_What you will do_
Convert the data below into a Markdown table with two columns, Row and Line. Put a sequential row number in Row and the line itself in Line, and omit blank lines.

Raw records
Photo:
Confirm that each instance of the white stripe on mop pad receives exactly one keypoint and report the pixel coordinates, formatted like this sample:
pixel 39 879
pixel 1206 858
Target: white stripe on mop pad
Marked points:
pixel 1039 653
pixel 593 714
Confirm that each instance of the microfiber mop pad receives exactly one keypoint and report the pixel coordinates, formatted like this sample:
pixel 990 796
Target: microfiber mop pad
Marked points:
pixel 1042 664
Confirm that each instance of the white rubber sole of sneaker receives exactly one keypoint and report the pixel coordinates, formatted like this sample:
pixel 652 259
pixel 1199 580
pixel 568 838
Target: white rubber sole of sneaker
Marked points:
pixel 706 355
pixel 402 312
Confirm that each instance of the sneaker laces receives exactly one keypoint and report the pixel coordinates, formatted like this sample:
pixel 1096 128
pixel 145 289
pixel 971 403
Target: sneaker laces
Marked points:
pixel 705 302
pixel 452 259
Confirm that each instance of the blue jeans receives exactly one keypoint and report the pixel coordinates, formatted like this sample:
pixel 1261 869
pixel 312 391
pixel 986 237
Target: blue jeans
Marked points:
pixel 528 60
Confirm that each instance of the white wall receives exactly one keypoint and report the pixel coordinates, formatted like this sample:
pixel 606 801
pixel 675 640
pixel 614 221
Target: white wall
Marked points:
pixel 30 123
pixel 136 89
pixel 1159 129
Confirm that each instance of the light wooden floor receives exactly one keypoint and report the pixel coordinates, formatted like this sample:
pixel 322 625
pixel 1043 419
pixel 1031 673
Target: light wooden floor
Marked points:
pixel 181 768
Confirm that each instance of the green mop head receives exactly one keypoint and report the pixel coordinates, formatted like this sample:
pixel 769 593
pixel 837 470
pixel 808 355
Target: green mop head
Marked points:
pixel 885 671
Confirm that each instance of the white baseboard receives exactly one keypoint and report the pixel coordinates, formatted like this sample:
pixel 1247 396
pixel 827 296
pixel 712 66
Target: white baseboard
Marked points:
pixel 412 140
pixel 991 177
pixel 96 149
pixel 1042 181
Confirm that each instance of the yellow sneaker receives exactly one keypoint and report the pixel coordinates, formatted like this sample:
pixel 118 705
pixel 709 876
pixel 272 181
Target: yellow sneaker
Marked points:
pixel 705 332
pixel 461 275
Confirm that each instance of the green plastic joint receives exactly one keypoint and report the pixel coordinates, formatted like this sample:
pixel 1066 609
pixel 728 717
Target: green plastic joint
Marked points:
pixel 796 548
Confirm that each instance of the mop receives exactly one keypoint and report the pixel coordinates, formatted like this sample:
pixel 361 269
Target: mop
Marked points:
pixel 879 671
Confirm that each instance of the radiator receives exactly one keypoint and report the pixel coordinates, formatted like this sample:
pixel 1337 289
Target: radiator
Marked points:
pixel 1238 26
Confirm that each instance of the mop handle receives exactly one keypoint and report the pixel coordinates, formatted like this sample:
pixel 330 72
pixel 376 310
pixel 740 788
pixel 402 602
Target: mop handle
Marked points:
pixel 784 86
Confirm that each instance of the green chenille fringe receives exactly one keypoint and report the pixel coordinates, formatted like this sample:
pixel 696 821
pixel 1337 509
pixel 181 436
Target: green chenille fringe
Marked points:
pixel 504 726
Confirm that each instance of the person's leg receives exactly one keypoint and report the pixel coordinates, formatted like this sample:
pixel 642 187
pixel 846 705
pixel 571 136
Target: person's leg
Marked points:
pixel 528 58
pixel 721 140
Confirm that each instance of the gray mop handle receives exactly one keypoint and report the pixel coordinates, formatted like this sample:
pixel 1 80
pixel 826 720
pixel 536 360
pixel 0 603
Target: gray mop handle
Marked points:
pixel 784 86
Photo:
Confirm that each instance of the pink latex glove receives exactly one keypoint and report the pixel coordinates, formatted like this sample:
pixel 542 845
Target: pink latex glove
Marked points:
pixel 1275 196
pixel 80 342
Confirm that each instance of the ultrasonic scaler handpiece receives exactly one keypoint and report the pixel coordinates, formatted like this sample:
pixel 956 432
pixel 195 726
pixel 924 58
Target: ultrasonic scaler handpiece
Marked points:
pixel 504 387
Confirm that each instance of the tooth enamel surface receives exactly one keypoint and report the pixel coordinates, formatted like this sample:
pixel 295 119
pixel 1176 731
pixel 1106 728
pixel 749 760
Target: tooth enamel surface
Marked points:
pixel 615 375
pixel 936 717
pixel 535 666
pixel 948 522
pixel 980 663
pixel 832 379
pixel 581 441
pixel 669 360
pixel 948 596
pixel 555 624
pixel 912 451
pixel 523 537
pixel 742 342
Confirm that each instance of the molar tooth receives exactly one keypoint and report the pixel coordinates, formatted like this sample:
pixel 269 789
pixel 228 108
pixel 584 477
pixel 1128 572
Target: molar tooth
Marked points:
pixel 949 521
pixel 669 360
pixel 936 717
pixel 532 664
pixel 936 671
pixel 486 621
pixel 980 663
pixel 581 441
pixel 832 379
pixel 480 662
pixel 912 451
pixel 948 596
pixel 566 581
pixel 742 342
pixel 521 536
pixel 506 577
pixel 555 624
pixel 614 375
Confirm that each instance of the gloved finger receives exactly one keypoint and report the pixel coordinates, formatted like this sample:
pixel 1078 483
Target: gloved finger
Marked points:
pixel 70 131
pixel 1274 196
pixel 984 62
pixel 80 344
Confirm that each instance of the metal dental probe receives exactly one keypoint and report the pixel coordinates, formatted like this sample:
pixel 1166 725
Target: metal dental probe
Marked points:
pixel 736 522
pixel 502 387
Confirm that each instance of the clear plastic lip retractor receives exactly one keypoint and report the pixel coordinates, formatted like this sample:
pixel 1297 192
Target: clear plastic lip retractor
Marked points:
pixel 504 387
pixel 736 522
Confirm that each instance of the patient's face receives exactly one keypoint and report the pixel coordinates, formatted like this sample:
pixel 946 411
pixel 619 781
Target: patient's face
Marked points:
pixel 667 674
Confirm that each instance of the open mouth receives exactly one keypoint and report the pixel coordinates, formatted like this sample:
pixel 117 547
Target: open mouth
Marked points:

_Written solution_
| Row | Line |
|---|---|
| 1 | Photo: |
| 2 | Confirm that each instance of the white stripe on mop pad receives exactly one keypoint and report the pixel coordinates, formatted like this sample: |
| 3 | pixel 39 879 |
| 4 | pixel 1206 858 |
| 5 | Target: white stripe on mop pad |
| 6 | Marked points: |
| 7 | pixel 1039 653 |
| 8 | pixel 593 714 |
| 9 | Confirm that each instance of the microfiber mop pad receives exactly one keypoint and report the pixel coordinates, formatted like this sample: |
| 10 | pixel 990 796 |
| 11 | Target: microfiber mop pad |
| 12 | Marked points: |
| 13 | pixel 1042 664 |
| 14 | Confirm that each instance of the white rubber sole of sneaker receives exactly one keypoint and report the pixel coordinates, formatted like this sample: |
| 15 | pixel 652 259 |
| 16 | pixel 1199 580 |
| 17 | pixel 568 838 |
| 18 | Target: white rubber sole of sneaker |
| 19 | Marked points: |
| 20 | pixel 706 355 |
| 21 | pixel 402 312 |
| 22 | Confirm that each instance of the sneaker laces receives exactly one keypoint and report the pixel coordinates, formatted like this sample: |
| 23 | pixel 1096 128 |
| 24 | pixel 145 289 |
| 25 | pixel 971 403 |
| 26 | Target: sneaker laces |
| 27 | Marked points: |
| 28 | pixel 705 302 |
| 29 | pixel 452 259 |
| 30 | Confirm that each instance of the blue jeans receives exactly one keypoint and report the pixel coordinates, formatted like this sample: |
| 31 | pixel 1261 869 |
| 32 | pixel 312 391 |
| 33 | pixel 986 237 |
| 34 | Target: blue jeans |
| 35 | Marked points: |
| 36 | pixel 528 60 |
| 37 | Confirm that each instance of the white wall receives exactly one keypoint and report the pixel coordinates, formatted like this sample: |
| 38 | pixel 606 801 |
| 39 | pixel 675 640 |
| 40 | pixel 614 221 |
| 41 | Target: white wall |
| 42 | Marked points: |
| 43 | pixel 30 123 |
| 44 | pixel 136 89 |
| 45 | pixel 1159 129 |
| 46 | Confirm that each instance of the light wooden floor receives exactly one keypoint and report the pixel coordinates, formatted like this sample: |
| 47 | pixel 322 625 |
| 48 | pixel 1043 419 |
| 49 | pixel 1031 673 |
| 50 | Target: light wooden floor |
| 51 | Marked points: |
| 52 | pixel 181 768 |
| 53 | Confirm that each instance of the green mop head receives exactly one keypoint and report the pixel coordinates, formatted like this sample: |
| 54 | pixel 769 593 |
| 55 | pixel 837 470 |
| 56 | pixel 808 355 |
| 57 | Target: green mop head |
| 58 | Marked points: |
| 59 | pixel 885 671 |
| 60 | Confirm that each instance of the white baseboard receives exactly one keypoint and report the pixel coordinates, formatted like this sample: |
| 61 | pixel 1247 396 |
| 62 | pixel 827 296 |
| 63 | pixel 712 66 |
| 64 | Target: white baseboard |
| 65 | Marked points: |
| 66 | pixel 412 140 |
| 67 | pixel 991 177 |
| 68 | pixel 96 149 |
| 69 | pixel 1042 181 |
| 70 | Confirm that each instance of the yellow sneaker receives exactly one keypoint and report the pixel coordinates, formatted like this sample: |
| 71 | pixel 118 705 |
| 72 | pixel 709 876 |
| 73 | pixel 272 181 |
| 74 | Target: yellow sneaker |
| 75 | Marked points: |
| 76 | pixel 705 332 |
| 77 | pixel 461 275 |
| 78 | Confirm that each instance of the green plastic joint receives exactly one keypoint and report the pixel coordinates, formatted like this sample: |
| 79 | pixel 1066 609 |
| 80 | pixel 728 717 |
| 81 | Target: green plastic joint |
| 82 | Marked points: |
| 83 | pixel 796 548 |
| 84 | Confirm that each instance of the mop receives exactly one keypoint and report the pixel coordinates, formatted like this sample: |
| 85 | pixel 361 269 |
| 86 | Target: mop |
| 87 | Marked points: |
| 88 | pixel 879 671 |
| 89 | Confirm that each instance of the radiator receives exactly one keypoint and report the pixel coordinates, formatted like this sample: |
| 90 | pixel 1337 289 |
| 91 | Target: radiator |
| 92 | Marked points: |
| 93 | pixel 1238 26 |
| 94 | Confirm that each instance of the mop handle receives exactly one keypoint and report the pixel coordinates, formatted like this sample: |
| 95 | pixel 330 72 |
| 96 | pixel 376 310 |
| 97 | pixel 740 788 |
| 98 | pixel 402 602 |
| 99 | Target: mop handle |
| 100 | Marked points: |
| 101 | pixel 784 86 |
| 102 | Confirm that each instance of the green chenille fringe receives exactly one keypoint and report the pixel coordinates, formatted like this sample: |
| 103 | pixel 696 821 |
| 104 | pixel 1337 509 |
| 105 | pixel 181 436 |
| 106 | Target: green chenille fringe |
| 107 | Marked points: |
| 108 | pixel 504 726 |
| 109 | Confirm that each instance of the person's leg receives exactly one keypoint and report the pixel coordinates, formatted like this sample: |
| 110 | pixel 642 187 |
| 111 | pixel 846 705 |
| 112 | pixel 571 136 |
| 113 | Target: person's leg |
| 114 | Marked points: |
| 115 | pixel 528 58 |
| 116 | pixel 721 140 |
| 117 | Confirm that each instance of the gray mop handle receives exactly one keypoint and report the pixel coordinates, formatted like this sample: |
| 118 | pixel 1 80 |
| 119 | pixel 826 720 |
| 120 | pixel 536 360 |
| 121 | pixel 0 603 |
| 122 | Target: gray mop handle |
| 123 | Marked points: |
| 124 | pixel 784 86 |
| 125 | Photo: |
| 126 | Confirm that each instance of the pink latex glove receives exactly one keypoint and report the pixel coordinates, formatted like this sample: |
| 127 | pixel 542 845 |
| 128 | Target: pink latex glove |
| 129 | Marked points: |
| 130 | pixel 1275 196 |
| 131 | pixel 80 342 |
| 132 | Confirm that each instance of the ultrasonic scaler handpiece receives exactly one keypoint and report the pixel coordinates, formatted like this sample: |
| 133 | pixel 956 432 |
| 134 | pixel 195 726 |
| 135 | pixel 924 58 |
| 136 | Target: ultrasonic scaler handpiece |
| 137 | Marked points: |
| 138 | pixel 504 387 |
| 139 | Confirm that each instance of the tooth enamel surface receives exactly one keypoint and report the pixel coordinates, formatted like this sample: |
| 140 | pixel 295 119 |
| 141 | pixel 1176 731 |
| 142 | pixel 1106 728 |
| 143 | pixel 749 760 |
| 144 | Target: tooth enamel surface |
| 145 | Marked points: |
| 146 | pixel 615 375 |
| 147 | pixel 936 717 |
| 148 | pixel 535 666 |
| 149 | pixel 948 522 |
| 150 | pixel 980 663 |
| 151 | pixel 832 379 |
| 152 | pixel 581 441 |
| 153 | pixel 669 360 |
| 154 | pixel 948 596 |
| 155 | pixel 555 624 |
| 156 | pixel 912 451 |
| 157 | pixel 523 537 |
| 158 | pixel 742 342 |
| 159 | Confirm that each instance of the molar tooth receives exactly one keypoint and report the pixel coordinates, formatted like this sample: |
| 160 | pixel 269 789 |
| 161 | pixel 228 108 |
| 162 | pixel 584 477 |
| 163 | pixel 1128 572 |
| 164 | Target: molar tooth |
| 165 | Marked points: |
| 166 | pixel 949 521 |
| 167 | pixel 669 360 |
| 168 | pixel 936 717 |
| 169 | pixel 532 664 |
| 170 | pixel 936 671 |
| 171 | pixel 486 621 |
| 172 | pixel 980 663 |
| 173 | pixel 581 441 |
| 174 | pixel 832 379 |
| 175 | pixel 480 662 |
| 176 | pixel 912 451 |
| 177 | pixel 948 596 |
| 178 | pixel 566 581 |
| 179 | pixel 742 342 |
| 180 | pixel 521 536 |
| 181 | pixel 506 577 |
| 182 | pixel 555 624 |
| 183 | pixel 614 375 |
| 184 | Confirm that each instance of the gloved finger receives exactly one keypoint and report the pixel coordinates, formatted like this sample: |
| 185 | pixel 1078 483 |
| 186 | Target: gloved finger |
| 187 | Marked points: |
| 188 | pixel 70 131 |
| 189 | pixel 1274 196 |
| 190 | pixel 984 62 |
| 191 | pixel 80 344 |
| 192 | Confirm that each instance of the metal dental probe receives exactly one keypoint and report the pixel coordinates, formatted like this sample: |
| 193 | pixel 1166 725 |
| 194 | Target: metal dental probe |
| 195 | Marked points: |
| 196 | pixel 736 522 |
| 197 | pixel 502 387 |
| 198 | Confirm that each instance of the clear plastic lip retractor receives exactly one keypoint and report the pixel coordinates, formatted like this sample: |
| 199 | pixel 1297 192 |
| 200 | Target: clear plastic lip retractor |
| 201 | Marked points: |
| 202 | pixel 504 387 |
| 203 | pixel 736 522 |
| 204 | Confirm that each instance of the patient's face receives exactly one keypoint and report the pixel coordinates, formatted like this sample: |
| 205 | pixel 946 411 |
| 206 | pixel 619 781 |
| 207 | Target: patient's face |
| 208 | Marked points: |
| 209 | pixel 667 674 |
| 210 | Confirm that each instance of the open mouth receives exactly one keypoint and report the pixel coordinates, formatted like this sample: |
| 211 | pixel 117 547 |
| 212 | Target: open mouth |
| 213 | Marked points: |